**TASK PROMPT**
Reproduce every one of the records below word for word, changing nothing.

**MATERIALS PROVIDED**
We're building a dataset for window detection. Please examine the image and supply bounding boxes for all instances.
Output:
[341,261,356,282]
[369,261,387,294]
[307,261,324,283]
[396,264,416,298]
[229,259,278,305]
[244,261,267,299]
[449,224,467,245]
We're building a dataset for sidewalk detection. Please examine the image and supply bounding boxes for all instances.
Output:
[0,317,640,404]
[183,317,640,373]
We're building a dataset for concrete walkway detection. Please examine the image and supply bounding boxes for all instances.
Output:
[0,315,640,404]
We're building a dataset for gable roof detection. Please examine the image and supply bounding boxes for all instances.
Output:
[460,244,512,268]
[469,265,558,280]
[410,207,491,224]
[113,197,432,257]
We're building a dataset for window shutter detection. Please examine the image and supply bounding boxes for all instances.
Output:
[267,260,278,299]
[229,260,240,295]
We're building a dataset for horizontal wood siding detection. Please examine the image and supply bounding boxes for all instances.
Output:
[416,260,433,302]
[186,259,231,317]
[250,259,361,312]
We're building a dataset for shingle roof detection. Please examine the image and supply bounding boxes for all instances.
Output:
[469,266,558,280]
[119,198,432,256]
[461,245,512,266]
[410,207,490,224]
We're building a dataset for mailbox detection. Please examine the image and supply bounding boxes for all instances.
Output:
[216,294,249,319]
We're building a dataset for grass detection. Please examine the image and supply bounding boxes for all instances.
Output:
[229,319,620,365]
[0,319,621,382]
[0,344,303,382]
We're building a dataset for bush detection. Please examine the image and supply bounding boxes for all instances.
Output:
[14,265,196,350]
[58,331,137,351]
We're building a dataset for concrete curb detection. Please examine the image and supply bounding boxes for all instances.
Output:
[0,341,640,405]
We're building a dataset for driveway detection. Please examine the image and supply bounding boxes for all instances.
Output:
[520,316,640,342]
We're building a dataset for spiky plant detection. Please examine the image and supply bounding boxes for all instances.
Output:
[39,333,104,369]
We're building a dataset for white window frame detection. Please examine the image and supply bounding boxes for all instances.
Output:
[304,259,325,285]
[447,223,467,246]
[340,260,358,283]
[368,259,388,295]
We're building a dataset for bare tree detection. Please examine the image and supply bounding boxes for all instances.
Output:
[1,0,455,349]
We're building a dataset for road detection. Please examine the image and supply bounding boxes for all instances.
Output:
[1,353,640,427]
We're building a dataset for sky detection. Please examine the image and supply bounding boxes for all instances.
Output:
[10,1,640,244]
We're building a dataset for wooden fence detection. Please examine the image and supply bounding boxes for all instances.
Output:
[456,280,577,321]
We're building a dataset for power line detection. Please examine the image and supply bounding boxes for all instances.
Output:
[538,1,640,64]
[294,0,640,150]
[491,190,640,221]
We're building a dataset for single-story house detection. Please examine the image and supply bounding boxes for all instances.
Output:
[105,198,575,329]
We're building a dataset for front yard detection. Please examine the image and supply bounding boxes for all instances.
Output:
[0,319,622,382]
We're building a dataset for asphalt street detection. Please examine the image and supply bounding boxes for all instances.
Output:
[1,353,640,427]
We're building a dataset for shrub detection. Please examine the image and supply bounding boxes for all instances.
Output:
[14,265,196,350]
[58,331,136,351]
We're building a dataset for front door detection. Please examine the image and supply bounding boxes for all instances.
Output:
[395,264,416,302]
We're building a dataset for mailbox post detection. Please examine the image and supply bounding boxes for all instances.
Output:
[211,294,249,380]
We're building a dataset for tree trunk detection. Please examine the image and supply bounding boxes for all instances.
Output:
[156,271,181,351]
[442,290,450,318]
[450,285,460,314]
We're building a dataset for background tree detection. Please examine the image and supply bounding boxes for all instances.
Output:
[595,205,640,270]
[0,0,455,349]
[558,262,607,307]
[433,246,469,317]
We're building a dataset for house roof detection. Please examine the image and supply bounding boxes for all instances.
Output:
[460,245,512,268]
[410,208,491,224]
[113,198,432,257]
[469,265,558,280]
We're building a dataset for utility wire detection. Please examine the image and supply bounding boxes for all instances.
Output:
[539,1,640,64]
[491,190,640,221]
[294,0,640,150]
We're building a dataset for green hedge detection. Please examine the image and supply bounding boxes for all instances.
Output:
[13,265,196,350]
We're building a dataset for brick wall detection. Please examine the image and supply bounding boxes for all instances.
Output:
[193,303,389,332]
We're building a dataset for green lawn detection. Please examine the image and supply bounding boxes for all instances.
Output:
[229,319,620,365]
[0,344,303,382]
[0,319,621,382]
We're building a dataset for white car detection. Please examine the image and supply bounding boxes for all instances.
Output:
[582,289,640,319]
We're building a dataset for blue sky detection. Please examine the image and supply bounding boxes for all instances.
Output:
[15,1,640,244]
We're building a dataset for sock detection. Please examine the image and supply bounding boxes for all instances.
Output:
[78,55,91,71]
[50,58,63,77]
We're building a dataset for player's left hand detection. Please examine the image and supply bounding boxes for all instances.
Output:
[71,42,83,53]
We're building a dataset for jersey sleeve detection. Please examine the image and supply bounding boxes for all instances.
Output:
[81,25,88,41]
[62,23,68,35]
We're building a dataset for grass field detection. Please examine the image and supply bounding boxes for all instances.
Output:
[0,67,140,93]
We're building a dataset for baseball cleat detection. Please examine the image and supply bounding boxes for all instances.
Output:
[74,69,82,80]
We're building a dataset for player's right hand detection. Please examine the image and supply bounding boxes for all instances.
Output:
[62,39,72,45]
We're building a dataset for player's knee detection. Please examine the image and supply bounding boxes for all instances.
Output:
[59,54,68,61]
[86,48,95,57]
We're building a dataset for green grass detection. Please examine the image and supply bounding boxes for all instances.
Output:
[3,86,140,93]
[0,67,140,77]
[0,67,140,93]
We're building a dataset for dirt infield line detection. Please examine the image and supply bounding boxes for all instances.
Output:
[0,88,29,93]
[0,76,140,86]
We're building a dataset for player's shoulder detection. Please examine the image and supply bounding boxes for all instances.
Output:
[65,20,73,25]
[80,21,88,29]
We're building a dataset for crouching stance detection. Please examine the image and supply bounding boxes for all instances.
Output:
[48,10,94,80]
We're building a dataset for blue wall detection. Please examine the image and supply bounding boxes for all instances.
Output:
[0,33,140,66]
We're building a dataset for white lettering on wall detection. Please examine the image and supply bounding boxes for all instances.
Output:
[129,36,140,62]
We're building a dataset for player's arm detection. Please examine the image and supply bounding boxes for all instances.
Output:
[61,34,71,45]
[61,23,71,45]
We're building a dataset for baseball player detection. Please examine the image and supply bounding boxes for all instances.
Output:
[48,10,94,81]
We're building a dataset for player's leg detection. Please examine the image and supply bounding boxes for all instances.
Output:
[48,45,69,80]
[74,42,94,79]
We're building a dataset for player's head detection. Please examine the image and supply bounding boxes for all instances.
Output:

**PROBLEM SOLUTION**
We're building a dataset for window detection. Please examine the image and supply bounding boxes for all instances.
Output:
[341,261,356,282]
[369,261,387,294]
[307,261,324,283]
[396,264,416,298]
[229,259,278,305]
[244,261,267,299]
[449,224,467,245]
We're building a dataset for sidewalk detection. Please examine the image and supply bounding boxes for all instances.
Output:
[0,317,640,404]
[183,317,640,373]
We're building a dataset for concrete walkway detection. Please examine the image and supply bounding boxes for all instances.
Output:
[0,315,640,404]
We're building a dataset for gable roof detection. Please examine the image and supply bounding boxes for all instances.
Output:
[460,244,512,268]
[469,265,558,280]
[410,207,491,224]
[113,197,432,257]
We're building a dataset for window shutter detection. Please examine the image and supply bounding boxes for all instances.
Output:
[267,260,278,299]
[229,260,240,295]
We're building a dataset for horizontal wood siding detection. Please examine the image and supply bounding boxes for all instances.
Output:
[416,260,433,302]
[186,259,231,317]
[250,259,361,312]
We're building a dataset for shingle roof detection. Please examine the image and supply bounding boxes for all instances.
Output:
[469,266,558,280]
[119,198,432,256]
[461,245,512,266]
[410,207,490,224]
We're building a dataset for mailbox detection. Please examine the image and supply bounding boxes for all instances.
Output:
[216,294,249,319]
We're building a dataset for grass detection. Please examine the image and supply bounding boxes for all instances.
Output:
[229,319,620,365]
[0,319,621,382]
[0,344,303,382]
We're building a dataset for bush detection. Please examine the image and supply bounding boxes for all instances.
Output:
[14,265,196,350]
[58,331,137,351]
We're building a dataset for concrete curb detection. Please examine the image and supply bounding boxes for all instances.
Output:
[0,341,640,405]
We're building a dataset for driveway detection. Please examine the image and supply bounding boxes for all instances.
Output:
[520,316,640,342]
We're building a dataset for spiky plant detection. Please examine the image and supply bounding boxes for all instances.
Output:
[39,333,104,369]
We're building a dataset for white window frame detection. Please examine the image and supply bounding boxes for all instances.
Output:
[304,259,325,285]
[447,223,467,246]
[340,260,358,283]
[368,259,388,295]
We're building a dataset for bare tree detection. Please examine the image and supply bounding boxes for all instances.
Output:
[1,0,455,349]
We're building a dataset for road detection. Please examine the image and supply bounding boxes for all instances.
Output:
[1,353,640,427]
We're building a dataset for sky detection. Please examine the image and supply bounding boxes for all instances.
Output:
[10,1,640,244]
We're building a dataset for wooden fence detection. Please examine the image and supply bounding boxes for all instances.
Output:
[456,280,577,321]
We're building a dataset for power line detection. Please examine the image and supply bounding boxes for all instances.
Output:
[538,1,640,64]
[294,0,640,150]
[491,190,640,221]
We're building a dataset for single-story house detection. Please examine the image and supply bounding boxes for all instances.
Output:
[105,198,575,329]
We're building a dataset for front yard detection. Please examine the image and supply bounding boxes for all instances.
Output:
[0,319,622,382]
We're building a dataset for asphalt street detection. Please examine the image and supply bounding boxes for all instances.
Output:
[1,353,640,427]
We're building a dataset for shrub detection. Please examine the image and supply bounding boxes for all instances.
Output:
[14,265,196,350]
[58,331,136,351]
We're building a dataset for front door detection. Please examine the image and supply bounding boxes for all instances.
Output:
[395,264,416,302]
We're building a dataset for mailbox post detection. Please examine the image and supply bounding boxes for all instances.
Output:
[211,294,249,380]
We're building a dataset for tree trunk detection. Please examine the image and supply bounding boxes for all instances.
Output:
[156,271,181,351]
[442,290,450,318]
[450,285,460,314]
We're building a dataset for background tree detection. Please examine the image and supply bounding boxes for all instances.
Output:
[595,205,640,270]
[0,0,455,349]
[558,262,607,307]
[433,246,469,317]
We're building a dataset for house roof detection. Please examine the image and supply bounding boxes for all instances.
Output:
[460,245,512,268]
[410,208,491,224]
[113,198,432,257]
[469,265,558,280]
We're building a dataset for utility wire detection. Please examine the image and supply bounding boxes for all instances.
Output:
[539,1,640,64]
[491,190,640,221]
[294,0,640,150]
We're building a dataset for green hedge detection. Please examine the image and supply bounding boxes for all instances.
Output:
[13,265,196,350]
We're building a dataset for brick wall detection. Please examine the image and supply bounding boxes for all instances.
Output:
[193,303,389,332]
We're building a dataset for green lawn detection. Please examine the image and supply bounding boxes for all instances.
Output:
[229,319,620,365]
[0,344,303,382]
[0,319,621,382]
We're building a dataset for white car detection. Please examine the image and supply bounding boxes for all instances.
Output:
[582,289,640,319]
We're building a dataset for blue sky detection. Please examine the image and supply bounding boxes for all instances.
Output:
[15,1,640,244]
We're building a dataset for sock detection. Please examine the image and supply bounding boxes for all instances.
Output:
[78,55,91,71]
[50,58,63,77]
We're building a dataset for player's left hand detection. Please examine the image and supply bounding boxes for all instances.
Output:
[71,42,83,53]
We're building a dataset for jersey sleeve detection. Please examine the image and supply bounding boxes for all instances.
Output:
[81,25,88,41]
[62,23,68,35]
We're building a dataset for grass field detection. Please examine the image and supply bounding boxes for all instances.
Output:
[0,67,140,93]
We're building a dataset for baseball cleat detection. Please examine the image and supply bounding boxes for all instances.
Output:
[74,69,82,80]
We're building a dataset for player's right hand detection. Please examine the image and supply bounding boxes for all instances.
Output:
[62,39,72,45]
We're building a dataset for player's knee detection. Please examine the image and supply bounding boxes for all instances.
Output:
[59,54,68,61]
[86,48,95,57]
We're building a dataset for green grass detection. Please examine the image and supply bounding boxes for all instances.
Output:
[3,86,140,93]
[0,67,140,77]
[0,67,140,93]
We're building a dataset for dirt infield line detection. Please examine the image and supply bounding boxes for all instances.
Output:
[0,88,29,93]
[0,76,140,86]
We're building a dataset for player's shoulder detection. Please examine the image and supply bounding boxes for all instances.
Output:
[65,20,73,25]
[80,21,88,29]
We're building a dataset for crouching stance detection. Please examine the image and supply bounding boxes for all instances.
Output:
[48,10,94,80]
We're building a dataset for blue wall detection. Please examine the image and supply bounding boxes for all instances.
Output:
[0,33,140,66]
We're building a dataset for white lettering on wall detection. Please examine the image and supply bounding boxes for all instances.
Output:
[129,36,140,62]
We're building a dataset for player's arm detection. Please examine the image and supply bounding boxes for all instances.
Output:
[61,34,71,45]
[61,23,71,45]
We're building a dataset for baseball player detection. Please examine the image and supply bounding boxes for all instances.
Output:
[48,10,94,81]
We're building a dataset for player's leg detection. Please examine the image and supply bounding boxes for all instances.
Output:
[48,45,69,80]
[74,42,94,79]
We're building a dataset for player's head detection. Please examine the image and supply bounding boxes for all instances.
Output:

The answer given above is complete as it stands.